• **TASK DETAILS**
Pull out every line of the data below that contains the string "chair", treating uppercase and lowercase as different.

• **EXERCISE INPUT**
━━━━
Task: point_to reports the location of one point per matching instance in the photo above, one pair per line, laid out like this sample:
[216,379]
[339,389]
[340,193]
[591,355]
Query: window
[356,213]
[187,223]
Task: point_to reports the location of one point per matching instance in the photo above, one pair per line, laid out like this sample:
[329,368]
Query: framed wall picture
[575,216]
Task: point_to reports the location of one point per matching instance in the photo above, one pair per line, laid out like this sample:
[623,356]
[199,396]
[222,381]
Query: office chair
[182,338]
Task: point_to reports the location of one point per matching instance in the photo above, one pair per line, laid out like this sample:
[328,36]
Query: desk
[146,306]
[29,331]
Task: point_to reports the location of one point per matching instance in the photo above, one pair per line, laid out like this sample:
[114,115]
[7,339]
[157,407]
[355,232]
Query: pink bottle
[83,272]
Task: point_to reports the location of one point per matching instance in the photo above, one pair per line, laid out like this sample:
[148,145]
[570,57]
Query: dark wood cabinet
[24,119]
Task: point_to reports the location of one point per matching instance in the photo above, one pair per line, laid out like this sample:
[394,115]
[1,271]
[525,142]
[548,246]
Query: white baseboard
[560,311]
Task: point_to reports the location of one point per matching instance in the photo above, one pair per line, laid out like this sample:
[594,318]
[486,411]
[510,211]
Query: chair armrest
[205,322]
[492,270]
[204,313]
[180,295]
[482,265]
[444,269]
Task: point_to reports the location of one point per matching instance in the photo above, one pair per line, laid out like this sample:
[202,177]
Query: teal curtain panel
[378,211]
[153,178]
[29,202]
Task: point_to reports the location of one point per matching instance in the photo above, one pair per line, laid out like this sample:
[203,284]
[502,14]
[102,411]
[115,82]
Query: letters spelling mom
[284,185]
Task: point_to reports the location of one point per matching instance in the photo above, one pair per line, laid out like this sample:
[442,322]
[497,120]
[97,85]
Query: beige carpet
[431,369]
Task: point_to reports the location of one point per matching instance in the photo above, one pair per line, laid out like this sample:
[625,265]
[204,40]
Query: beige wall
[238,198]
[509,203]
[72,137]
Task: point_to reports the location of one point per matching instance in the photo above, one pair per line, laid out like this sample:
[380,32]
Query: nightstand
━━━━
• **SOLUTION FOR THIS TASK**
Query: office chair
Query: chair armrest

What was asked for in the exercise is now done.